● **What you have to do**
List each line of the listing below that contains the word "every", treating uppercase and lowercase letters as different.

(Object detection listing)
* Start *

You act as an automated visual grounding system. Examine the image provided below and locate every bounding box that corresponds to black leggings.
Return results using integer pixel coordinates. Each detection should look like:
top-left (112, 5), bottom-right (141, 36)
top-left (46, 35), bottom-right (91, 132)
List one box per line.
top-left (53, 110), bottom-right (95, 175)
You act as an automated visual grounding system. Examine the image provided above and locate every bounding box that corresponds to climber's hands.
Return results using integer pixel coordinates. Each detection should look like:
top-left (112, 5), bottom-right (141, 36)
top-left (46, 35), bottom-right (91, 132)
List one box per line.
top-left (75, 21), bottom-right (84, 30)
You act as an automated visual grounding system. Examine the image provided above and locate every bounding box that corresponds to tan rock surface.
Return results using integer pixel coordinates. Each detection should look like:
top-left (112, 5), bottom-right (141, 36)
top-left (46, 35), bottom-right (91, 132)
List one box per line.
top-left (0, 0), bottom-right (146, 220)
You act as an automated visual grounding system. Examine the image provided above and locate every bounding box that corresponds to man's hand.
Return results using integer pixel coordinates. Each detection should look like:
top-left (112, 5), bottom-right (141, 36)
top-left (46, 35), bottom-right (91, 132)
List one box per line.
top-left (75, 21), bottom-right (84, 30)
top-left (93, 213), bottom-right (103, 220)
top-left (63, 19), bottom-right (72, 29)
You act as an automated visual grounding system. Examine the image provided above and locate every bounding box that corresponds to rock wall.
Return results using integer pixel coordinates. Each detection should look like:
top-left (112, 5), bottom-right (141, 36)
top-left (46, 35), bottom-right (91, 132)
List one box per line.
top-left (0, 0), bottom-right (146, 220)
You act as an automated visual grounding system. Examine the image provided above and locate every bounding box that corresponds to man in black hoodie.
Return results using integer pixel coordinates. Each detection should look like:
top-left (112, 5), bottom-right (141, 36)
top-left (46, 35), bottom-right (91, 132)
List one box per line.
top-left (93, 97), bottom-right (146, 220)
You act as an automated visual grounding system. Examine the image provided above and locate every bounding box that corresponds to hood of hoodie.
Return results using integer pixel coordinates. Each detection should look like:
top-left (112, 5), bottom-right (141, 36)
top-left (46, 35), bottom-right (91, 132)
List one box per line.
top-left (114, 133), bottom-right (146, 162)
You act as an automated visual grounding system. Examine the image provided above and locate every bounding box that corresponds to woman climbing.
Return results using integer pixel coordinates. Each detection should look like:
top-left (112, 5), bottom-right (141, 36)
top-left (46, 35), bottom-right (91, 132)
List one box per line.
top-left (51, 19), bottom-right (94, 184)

* End *

● **Full answer**
You act as an automated visual grounding system. Examine the image provided below and locate every bounding box that corresponds to black leggings.
You act as an automated visual grounding system. Examine the image provided above and locate every bounding box that corresponds to climber's hands.
You act as an automated visual grounding system. Examine the image provided above and locate every bounding box that corresponds to tan rock surface.
You act as an automated visual grounding system. Examine the image provided above and locate every bounding box that corresponds to man's hand.
You act as an automated visual grounding system. Examine the image provided above and locate every bounding box that corresponds to rock wall.
You act as an automated visual grounding system. Examine the image provided above and locate every bounding box that corresponds to man in black hoodie.
You act as an automated visual grounding system. Examine the image provided above and locate every bounding box that corresponds to hood of hoodie.
You act as an automated visual grounding system. Examine the image provided above and locate every bounding box that corresponds to woman climbing.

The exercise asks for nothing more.